→ **REQUIRED WORK**
Repeat exactly, and only, the lines from the one containing "the puppy's ear" through the end of the records.

Free-text object descriptions
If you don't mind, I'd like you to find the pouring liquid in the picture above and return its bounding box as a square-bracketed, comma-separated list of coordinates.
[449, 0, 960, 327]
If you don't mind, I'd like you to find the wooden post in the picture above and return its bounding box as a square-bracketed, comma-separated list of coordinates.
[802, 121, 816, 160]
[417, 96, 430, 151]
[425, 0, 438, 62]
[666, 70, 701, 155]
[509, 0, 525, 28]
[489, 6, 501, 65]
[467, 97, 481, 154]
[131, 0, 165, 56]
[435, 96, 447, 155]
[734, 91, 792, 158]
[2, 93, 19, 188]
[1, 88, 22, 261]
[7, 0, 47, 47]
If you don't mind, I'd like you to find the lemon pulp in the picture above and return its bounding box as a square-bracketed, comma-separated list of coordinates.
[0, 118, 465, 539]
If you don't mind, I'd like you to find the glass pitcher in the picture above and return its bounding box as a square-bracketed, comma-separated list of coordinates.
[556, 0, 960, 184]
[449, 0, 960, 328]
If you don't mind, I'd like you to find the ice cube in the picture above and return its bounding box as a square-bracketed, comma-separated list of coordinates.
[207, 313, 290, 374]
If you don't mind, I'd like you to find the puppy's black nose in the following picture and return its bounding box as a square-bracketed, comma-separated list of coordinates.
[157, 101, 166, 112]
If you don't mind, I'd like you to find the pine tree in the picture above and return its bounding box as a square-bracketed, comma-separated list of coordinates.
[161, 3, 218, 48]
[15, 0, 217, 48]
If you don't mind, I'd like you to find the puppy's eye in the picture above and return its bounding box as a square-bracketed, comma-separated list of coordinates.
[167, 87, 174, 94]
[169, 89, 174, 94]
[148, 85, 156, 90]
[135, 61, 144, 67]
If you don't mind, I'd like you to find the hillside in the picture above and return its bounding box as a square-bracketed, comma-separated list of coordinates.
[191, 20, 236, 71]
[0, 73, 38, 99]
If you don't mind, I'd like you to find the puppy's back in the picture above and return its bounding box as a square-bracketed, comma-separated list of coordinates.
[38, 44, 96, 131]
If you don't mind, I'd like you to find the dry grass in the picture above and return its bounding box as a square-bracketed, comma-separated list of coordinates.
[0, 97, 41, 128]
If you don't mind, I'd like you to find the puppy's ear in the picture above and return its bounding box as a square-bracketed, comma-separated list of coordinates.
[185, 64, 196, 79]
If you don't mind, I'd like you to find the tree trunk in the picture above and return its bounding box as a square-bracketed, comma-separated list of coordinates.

→ **ANSWER BOX**
If you don't mind, I'd like you to find the puppy's ear in the picture above and return its bounding box as a square-bracketed, comma-separated list of coordinates.
[185, 64, 196, 79]
If you don't mind, I'd like you to find the tree trunk in the picture above and return its bounding box as a square-bracketed, comma-separated list of coordinates.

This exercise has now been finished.